:: Task inputs

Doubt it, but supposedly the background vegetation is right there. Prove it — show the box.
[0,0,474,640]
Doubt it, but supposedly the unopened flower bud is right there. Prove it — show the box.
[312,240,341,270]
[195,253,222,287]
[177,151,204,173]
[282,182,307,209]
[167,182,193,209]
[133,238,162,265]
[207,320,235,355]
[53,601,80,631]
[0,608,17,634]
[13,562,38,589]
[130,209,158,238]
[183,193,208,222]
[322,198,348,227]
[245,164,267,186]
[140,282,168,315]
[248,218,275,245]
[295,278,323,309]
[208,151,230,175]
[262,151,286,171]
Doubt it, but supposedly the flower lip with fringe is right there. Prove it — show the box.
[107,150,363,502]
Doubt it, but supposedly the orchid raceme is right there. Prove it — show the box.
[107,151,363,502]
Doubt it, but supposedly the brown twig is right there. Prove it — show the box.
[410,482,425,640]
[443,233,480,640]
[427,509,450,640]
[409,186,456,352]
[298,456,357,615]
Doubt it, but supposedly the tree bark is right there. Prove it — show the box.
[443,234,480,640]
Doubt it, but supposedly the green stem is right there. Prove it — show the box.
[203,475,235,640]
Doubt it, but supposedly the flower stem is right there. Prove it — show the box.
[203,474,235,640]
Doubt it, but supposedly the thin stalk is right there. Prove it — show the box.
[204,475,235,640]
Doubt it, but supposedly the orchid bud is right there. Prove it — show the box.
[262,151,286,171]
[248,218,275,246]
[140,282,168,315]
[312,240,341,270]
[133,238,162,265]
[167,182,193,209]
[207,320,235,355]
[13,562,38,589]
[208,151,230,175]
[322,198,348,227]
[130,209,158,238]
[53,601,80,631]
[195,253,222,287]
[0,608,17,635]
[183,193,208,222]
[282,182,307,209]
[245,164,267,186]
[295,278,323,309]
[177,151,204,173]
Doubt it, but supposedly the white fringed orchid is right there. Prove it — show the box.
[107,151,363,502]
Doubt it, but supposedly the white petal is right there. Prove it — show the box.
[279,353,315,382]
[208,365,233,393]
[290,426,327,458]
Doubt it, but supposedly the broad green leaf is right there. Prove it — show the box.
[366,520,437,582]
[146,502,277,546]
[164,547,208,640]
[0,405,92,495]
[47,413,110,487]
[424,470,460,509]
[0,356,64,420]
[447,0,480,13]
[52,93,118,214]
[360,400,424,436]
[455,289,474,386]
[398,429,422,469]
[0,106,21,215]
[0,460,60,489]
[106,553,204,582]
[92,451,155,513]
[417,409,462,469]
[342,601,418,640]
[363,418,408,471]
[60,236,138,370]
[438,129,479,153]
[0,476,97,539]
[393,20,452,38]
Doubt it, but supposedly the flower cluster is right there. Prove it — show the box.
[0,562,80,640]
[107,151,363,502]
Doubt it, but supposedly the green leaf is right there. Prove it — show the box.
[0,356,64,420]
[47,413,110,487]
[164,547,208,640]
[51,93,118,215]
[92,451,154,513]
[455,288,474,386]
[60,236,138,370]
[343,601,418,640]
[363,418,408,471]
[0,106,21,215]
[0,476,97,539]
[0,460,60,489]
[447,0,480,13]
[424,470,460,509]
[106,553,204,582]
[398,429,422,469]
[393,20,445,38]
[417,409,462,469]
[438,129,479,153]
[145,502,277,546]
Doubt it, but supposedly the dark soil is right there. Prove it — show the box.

::::

Rewrite the data from the line containing "Doubt it, but supposedly the thin" through the line containing "[204,475,235,640]", both lines included. Keep the text lines unchanged and raise every box coordinate by 122.

| Response for this exercise |
Doubt it, but supposedly the thin stalk is right there. Prove it — show the box.
[326,597,357,762]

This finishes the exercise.